— start DOCUMENT TEXT —

If we now combine both product type and customer segment requirements, we may find further special behaviours: when selecting from the product catalogue for product type ‘drinks’ in customer segment ‘wholesale’, for example, the packaging choice may be further restricted to ‘crates’ only. So, considering all combinations over these particular dimensions, we have up to 3 x 2 potential process variants, each having requirements at each process step:
Considering, then, the problem space as a whole, we have identified several dimensions over which the overall goal of an online portal solution can be broken down into smaller parts. It is possible to think of requirements in terms of their coordinates along these dimensions (order step x, product type y, customer segment z), where those coordinates provide a business process context for specific requirements.
I’ll return to this idea of dimensions in the problem domain later when considering strategies for splitting requirements, especially in complex problem domains. First, though, let’s remind ourselves of our general goals in organising a set of requirements.
Bottom Up or Top Down
One way to approach the organisation of requirements is to first gather a large number of individual requirements from stakeholders and then group these under some more manageable number of categories. Though requirements may come in all sizes, such an approach tends to be less about a top-down splitting of requirements and more about bottom-up grouping. A problem that has been observed with this method, however, is that the resulting organisation of requirements tends to follow that of the organisation in which those requirements were gathered: that is, the roles and departmental boundaries of the stakeholders and their existing understanding of systems tend to get reflected in their stated needs.

— end DOCUMENT TEXT —
— start MATERIAL FOR THIS TASK —

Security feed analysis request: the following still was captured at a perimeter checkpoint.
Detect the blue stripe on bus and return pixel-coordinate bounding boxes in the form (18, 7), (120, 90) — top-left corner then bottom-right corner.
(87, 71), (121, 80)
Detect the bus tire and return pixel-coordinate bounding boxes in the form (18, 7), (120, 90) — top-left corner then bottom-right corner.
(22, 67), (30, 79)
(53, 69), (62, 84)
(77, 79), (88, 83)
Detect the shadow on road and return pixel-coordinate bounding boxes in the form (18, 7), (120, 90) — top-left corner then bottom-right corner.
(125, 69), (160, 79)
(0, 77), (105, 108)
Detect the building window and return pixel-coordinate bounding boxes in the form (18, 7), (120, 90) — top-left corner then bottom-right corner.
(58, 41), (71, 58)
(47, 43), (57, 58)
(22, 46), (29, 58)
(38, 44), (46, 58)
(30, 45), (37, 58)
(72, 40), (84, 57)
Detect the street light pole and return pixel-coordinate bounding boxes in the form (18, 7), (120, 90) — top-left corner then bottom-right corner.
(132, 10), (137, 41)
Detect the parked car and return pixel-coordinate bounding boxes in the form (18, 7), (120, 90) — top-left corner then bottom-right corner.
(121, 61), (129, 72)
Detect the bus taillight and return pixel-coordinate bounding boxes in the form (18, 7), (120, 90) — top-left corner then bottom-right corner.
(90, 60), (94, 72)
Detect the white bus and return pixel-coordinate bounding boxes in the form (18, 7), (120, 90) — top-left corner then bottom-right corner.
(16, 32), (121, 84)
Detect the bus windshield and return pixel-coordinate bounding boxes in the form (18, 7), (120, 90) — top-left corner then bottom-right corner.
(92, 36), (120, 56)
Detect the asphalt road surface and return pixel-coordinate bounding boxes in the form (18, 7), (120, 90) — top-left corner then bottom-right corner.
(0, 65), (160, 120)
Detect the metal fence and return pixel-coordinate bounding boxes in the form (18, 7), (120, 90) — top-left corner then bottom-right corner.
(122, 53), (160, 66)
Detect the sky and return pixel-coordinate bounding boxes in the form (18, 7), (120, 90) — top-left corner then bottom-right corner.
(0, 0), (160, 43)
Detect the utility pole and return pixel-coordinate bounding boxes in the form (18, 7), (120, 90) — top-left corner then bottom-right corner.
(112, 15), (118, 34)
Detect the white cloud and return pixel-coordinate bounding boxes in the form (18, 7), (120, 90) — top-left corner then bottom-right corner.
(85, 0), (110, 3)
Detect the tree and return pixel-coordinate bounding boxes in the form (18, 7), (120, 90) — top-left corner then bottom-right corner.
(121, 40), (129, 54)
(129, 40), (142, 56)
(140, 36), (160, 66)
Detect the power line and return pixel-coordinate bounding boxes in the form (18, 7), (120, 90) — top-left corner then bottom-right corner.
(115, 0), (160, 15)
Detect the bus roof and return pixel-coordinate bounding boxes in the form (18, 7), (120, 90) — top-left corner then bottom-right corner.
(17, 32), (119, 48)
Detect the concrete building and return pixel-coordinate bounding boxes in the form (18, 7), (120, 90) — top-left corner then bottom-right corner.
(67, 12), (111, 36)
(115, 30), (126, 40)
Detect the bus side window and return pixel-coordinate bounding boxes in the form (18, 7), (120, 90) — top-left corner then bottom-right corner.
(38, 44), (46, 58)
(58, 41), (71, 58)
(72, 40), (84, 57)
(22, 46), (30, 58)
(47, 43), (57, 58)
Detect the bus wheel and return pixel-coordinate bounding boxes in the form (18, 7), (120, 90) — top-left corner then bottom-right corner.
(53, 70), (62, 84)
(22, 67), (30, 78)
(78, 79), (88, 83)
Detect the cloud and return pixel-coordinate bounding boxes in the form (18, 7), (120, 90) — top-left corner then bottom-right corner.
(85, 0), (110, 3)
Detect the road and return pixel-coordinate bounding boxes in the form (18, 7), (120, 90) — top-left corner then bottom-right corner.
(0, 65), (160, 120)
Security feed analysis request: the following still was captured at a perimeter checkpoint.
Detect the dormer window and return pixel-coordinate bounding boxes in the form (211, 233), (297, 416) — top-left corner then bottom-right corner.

— end MATERIAL FOR THIS TASK —

COMPLETE THE FOLLOWING =
**a.** Copy out the rows word for word, beginning with the line that contains "Detect the street" and ending with the line that contains "(132, 10), (137, 41)".
**b.** Continue the passage on organizing requirements from the point where it stops.

TASK-BY-TASK OUTPUTS =
**a.**
Detect the street light pole and return pixel-coordinate bounding boxes in the form (18, 7), (120, 90) — top-left corner then bottom-right corner.
(132, 10), (137, 41)

**b.**
In contrast to the above, a major theme of modern software development approaches – from use case analysis through agile methods focusing on business value creation - has been to structure requirements around business processes. Here our starting point is an event occurring in the business context (i.e., external to the solution), rather than any reference to the internal structure of the organisation or systems that it employs. From this starting point we can then approach the problem top-down, looking for the most optimised process through the organisation to fulfil the goals, and breaking that process down into its constituent parts. In this latter approach it is evident that requirement splitting plays an important role: end-to-end processes are likely to be too large to be passed directly to development teams and will therefore require further decomposition.
Agile Requirement Splitting
Though the idea of breaking up or decomposing large requirements is not in itself new, of course, the term ‘requirements splitting’ has entered more common usage in the context of agile methods. The idea here is to take a large requirement delivering business value and to successively split it until it is small enough to be implemented by a team within a development iteration; without sufficiently small stories, the wheels of the agile process will soon stop turning!
In discussions of requirement splitting the agile literature tends to focus on patterns for splitting individual requirements, but says less about the overall structure of the set - or hierarchy - of requirements that results from this splitting. This may be because any top-down organisation of requirements hierarchies sounds too upfront or heavyweight in an agile context. As I will try to set out in the remainder of this article, however, some requirements structuring over the whole (and evolving) requirements set will bring important advantages, particularly in complex problem domains. It will, in fact, make your project more agile, not less, I would argue. The trick, as ever, is finding the right principles and using them at the right time!
In any case, the following discussion is not intended to be restricted to any particular software development lifecycle. Rather it is concerned with general structuring principles which may be set out at the start of a project, or may emerge during a product lifecycle as and when the need arises.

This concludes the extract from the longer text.